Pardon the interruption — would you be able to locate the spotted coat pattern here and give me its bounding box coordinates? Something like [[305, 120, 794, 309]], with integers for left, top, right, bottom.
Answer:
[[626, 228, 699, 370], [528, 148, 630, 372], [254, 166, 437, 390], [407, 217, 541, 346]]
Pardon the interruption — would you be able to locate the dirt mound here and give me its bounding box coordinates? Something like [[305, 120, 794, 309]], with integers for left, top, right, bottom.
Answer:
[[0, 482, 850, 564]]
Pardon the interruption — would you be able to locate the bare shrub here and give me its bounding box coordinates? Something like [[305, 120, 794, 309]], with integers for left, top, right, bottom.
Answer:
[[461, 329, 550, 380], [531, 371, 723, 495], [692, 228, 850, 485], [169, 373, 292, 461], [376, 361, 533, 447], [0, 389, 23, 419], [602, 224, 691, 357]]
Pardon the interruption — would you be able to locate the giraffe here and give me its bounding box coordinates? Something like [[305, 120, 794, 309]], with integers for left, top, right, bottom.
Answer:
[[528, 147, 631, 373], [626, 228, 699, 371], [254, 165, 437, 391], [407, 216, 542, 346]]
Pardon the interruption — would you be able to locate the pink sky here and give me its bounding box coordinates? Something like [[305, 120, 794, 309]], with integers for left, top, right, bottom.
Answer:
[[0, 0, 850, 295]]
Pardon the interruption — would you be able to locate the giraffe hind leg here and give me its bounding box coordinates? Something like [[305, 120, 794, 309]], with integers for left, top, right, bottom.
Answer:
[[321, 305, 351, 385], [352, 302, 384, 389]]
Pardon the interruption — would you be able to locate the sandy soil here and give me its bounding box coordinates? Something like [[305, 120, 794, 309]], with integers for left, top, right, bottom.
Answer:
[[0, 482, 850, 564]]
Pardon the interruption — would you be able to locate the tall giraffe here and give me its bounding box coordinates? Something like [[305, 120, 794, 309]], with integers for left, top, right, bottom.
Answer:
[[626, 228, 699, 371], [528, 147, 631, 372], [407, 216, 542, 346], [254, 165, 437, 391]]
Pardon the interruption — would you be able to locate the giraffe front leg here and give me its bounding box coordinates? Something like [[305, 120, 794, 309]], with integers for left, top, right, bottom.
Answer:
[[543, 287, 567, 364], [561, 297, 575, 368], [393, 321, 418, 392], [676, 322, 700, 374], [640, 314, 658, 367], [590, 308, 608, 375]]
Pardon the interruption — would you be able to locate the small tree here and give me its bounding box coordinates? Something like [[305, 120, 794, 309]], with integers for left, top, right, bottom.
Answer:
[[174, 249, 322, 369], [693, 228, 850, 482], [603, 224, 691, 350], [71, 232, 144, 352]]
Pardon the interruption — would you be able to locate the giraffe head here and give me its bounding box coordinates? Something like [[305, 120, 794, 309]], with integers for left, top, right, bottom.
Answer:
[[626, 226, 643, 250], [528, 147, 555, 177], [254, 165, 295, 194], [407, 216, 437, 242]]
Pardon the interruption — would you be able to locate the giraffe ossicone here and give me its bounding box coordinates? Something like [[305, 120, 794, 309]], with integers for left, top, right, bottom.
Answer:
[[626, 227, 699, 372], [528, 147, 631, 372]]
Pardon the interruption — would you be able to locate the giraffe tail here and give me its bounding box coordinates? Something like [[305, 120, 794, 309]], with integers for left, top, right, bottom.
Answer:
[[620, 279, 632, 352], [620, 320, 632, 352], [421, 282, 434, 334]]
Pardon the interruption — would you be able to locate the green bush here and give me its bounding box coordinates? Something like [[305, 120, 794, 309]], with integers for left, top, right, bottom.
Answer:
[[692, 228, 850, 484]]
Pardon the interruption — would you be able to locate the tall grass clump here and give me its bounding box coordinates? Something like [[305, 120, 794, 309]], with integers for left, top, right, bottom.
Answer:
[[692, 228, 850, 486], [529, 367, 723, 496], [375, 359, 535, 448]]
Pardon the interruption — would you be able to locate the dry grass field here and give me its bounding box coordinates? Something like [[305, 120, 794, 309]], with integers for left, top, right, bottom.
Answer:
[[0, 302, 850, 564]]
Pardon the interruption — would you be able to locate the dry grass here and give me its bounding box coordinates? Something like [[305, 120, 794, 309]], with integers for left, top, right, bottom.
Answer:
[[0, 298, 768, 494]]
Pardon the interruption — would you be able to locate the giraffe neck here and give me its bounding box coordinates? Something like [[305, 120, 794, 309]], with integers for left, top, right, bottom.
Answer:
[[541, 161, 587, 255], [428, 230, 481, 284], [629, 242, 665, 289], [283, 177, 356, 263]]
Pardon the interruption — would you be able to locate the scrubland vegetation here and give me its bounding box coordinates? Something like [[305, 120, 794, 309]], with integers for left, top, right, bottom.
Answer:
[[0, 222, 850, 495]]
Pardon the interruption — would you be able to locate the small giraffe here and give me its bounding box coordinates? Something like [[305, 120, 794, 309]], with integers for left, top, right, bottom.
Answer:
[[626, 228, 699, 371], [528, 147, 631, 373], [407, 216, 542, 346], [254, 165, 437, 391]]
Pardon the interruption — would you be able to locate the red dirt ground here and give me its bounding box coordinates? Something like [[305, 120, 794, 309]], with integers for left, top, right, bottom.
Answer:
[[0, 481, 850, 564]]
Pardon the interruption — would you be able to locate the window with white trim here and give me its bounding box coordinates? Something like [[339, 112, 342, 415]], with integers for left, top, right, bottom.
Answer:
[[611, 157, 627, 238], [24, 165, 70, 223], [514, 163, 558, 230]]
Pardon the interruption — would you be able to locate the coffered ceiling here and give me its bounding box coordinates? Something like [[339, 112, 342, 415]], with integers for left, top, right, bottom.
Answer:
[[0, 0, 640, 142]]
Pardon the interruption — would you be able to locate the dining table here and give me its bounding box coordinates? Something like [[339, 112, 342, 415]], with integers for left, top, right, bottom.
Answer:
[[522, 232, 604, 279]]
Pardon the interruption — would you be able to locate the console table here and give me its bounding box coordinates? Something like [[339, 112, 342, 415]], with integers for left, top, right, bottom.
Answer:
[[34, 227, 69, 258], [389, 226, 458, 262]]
===
Reproduce the listing from its first line through the line containing "224, 691, 357]]", requests included, and increase every bounding box coordinate in the answers by 99. Leave the numbers in the requests unchanged.

Written solution:
Pardon the interruption — would you be able to locate the spotted coat pattern here and give me its bounding box coordinates? Something like [[305, 120, 794, 309]], with integers for left, top, right, bottom.
Answer:
[[725, 327, 798, 469], [627, 247, 729, 471], [353, 265, 536, 489], [506, 316, 640, 445]]
Pardon the interruption — would you be able to locate the dirt mound here and give me its bounding box coordinates? Something like [[305, 120, 794, 309]], with integers for left, top, right, bottom.
Answer:
[[99, 581, 949, 663]]
Pardon the interruption — would you be able to locate the bare shrub here and give me its bounding box coordinates? Something like [[305, 120, 794, 309]], with integers for left, top, right, bottom.
Answer:
[[560, 428, 649, 479], [630, 470, 822, 594], [791, 327, 949, 584], [268, 472, 391, 560], [475, 460, 632, 546], [99, 488, 122, 518], [701, 323, 790, 456]]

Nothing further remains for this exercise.